··· Items ···
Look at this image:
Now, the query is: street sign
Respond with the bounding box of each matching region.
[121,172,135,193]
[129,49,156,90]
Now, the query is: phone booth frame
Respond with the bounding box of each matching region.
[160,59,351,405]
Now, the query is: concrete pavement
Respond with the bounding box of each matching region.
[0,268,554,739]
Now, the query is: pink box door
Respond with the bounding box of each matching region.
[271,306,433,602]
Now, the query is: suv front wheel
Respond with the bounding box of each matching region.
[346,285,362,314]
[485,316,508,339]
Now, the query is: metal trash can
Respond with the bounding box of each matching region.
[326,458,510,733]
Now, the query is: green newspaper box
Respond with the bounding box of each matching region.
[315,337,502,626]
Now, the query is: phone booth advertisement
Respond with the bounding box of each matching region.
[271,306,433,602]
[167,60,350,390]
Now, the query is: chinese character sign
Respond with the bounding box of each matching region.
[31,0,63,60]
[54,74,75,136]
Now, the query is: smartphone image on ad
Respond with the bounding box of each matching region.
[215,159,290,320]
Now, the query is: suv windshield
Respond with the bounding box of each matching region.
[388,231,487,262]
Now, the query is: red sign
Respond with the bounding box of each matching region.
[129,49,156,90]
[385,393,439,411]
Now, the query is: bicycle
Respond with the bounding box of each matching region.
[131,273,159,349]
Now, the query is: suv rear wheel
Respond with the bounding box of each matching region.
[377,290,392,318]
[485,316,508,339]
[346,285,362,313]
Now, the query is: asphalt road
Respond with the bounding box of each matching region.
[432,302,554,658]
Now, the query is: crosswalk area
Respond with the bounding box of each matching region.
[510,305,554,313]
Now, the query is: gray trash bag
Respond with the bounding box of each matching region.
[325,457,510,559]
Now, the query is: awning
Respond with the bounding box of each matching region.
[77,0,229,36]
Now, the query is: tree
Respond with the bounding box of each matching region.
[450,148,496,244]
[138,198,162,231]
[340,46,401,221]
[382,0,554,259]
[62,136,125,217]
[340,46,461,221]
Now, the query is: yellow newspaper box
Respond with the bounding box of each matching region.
···
→ **Aim**:
Starting at the line that contains "Now, the query is: yellow newspaper box" and continuing through the end of the records, recast each line as a string in a JSON list, omitting blank lines.

→ **Finished answer**:
[
  "Now, the query is: yellow newspaper box",
  "Respond with the bounding box of each matching region."
]